Region pointing data:
※
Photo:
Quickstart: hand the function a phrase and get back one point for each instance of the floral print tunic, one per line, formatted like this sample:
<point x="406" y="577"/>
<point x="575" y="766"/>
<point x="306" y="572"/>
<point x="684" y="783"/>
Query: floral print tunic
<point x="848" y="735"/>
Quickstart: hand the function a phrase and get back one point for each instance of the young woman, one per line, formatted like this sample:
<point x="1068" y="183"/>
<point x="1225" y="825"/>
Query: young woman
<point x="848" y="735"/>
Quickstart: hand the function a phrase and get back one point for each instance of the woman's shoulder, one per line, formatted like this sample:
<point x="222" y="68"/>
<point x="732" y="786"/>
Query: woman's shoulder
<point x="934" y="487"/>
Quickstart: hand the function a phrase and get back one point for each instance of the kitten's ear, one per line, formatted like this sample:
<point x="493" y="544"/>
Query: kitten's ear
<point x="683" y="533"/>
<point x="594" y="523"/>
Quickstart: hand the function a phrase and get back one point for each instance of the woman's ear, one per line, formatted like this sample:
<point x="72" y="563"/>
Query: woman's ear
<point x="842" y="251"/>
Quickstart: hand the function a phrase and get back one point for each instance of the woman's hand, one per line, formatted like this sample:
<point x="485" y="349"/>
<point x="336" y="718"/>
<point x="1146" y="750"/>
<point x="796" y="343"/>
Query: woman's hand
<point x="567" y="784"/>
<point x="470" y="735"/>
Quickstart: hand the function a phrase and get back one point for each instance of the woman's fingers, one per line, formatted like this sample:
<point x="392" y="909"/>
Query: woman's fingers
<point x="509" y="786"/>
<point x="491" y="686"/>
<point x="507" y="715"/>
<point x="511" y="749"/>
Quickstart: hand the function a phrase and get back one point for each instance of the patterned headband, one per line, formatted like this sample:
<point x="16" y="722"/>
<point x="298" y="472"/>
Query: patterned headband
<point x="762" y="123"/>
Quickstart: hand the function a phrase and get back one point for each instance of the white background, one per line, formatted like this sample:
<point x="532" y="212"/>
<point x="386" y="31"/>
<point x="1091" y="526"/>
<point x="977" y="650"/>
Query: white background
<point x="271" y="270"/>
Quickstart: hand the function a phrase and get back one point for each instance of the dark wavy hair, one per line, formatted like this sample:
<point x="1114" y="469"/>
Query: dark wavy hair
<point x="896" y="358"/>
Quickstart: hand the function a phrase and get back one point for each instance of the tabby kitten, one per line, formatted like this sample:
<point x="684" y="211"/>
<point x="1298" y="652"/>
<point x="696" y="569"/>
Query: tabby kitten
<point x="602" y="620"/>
※
#### What is expected:
Repeat every record exactly as written, please.

#### Your response:
Photo:
Quickstart: hand the function a phrase and get back one point for each instance of the floral print tunic, one per line, formatted like this sample:
<point x="406" y="577"/>
<point x="575" y="766"/>
<point x="306" y="572"/>
<point x="684" y="783"/>
Query: floral print tunic
<point x="848" y="735"/>
Quickstart: hand the function a phrase and get back one point for each instance of the young woman, one per line, formatted like this sample:
<point x="1068" y="183"/>
<point x="1225" y="825"/>
Query: young woman
<point x="848" y="735"/>
Quickstart: hand the function a phrase and get back one point for each instance of the woman's shoulder, one per line, formatted like this sample:
<point x="222" y="68"/>
<point x="732" y="786"/>
Query: woman's shoulder
<point x="934" y="487"/>
Quickstart: hand the function a phrase and get back one point for each instance of the kitten's ear, one per line, formatted like this sample:
<point x="493" y="544"/>
Query: kitten's ear
<point x="683" y="533"/>
<point x="594" y="523"/>
Quickstart: hand the function a phrase and get back one point for each instance of the woman's ear, one per line, formatted like this sample:
<point x="72" y="563"/>
Query: woman's ear
<point x="842" y="251"/>
Quickstart: hand the function a phrase and get back one point for each instance of the woman's hand, one per line, formatted like this sample:
<point x="485" y="349"/>
<point x="336" y="718"/>
<point x="1146" y="750"/>
<point x="796" y="343"/>
Query: woman's hand
<point x="567" y="784"/>
<point x="470" y="735"/>
Quickstart: hand the function a phrase and get back one point for each instance of the woman's fingers, one per line, formatted like this sample:
<point x="392" y="909"/>
Query: woman's fingers
<point x="509" y="786"/>
<point x="491" y="686"/>
<point x="507" y="715"/>
<point x="511" y="749"/>
Quickstart: hand the function a phrase and get back one point for each instance of the patterned headband, one per line, formatted like this sample:
<point x="16" y="722"/>
<point x="298" y="472"/>
Query: patterned headband
<point x="762" y="123"/>
Quickstart: hand the function a phrase and get back one point for each instance of the white background, one per line, formatted like this sample:
<point x="532" y="212"/>
<point x="386" y="31"/>
<point x="1091" y="526"/>
<point x="977" y="650"/>
Query: white background
<point x="271" y="270"/>
Quickstart: hand the function a phrase and get back one point for each instance of the dark wavy hair, one per line, formatted like this sample:
<point x="1114" y="469"/>
Query: dark wavy hair
<point x="896" y="358"/>
Quickstart: hand the function a phrase and get back one point for each instance of the tabby kitten, one per line, formatted like this sample:
<point x="684" y="211"/>
<point x="1298" y="652"/>
<point x="696" y="569"/>
Query: tabby kitten
<point x="602" y="620"/>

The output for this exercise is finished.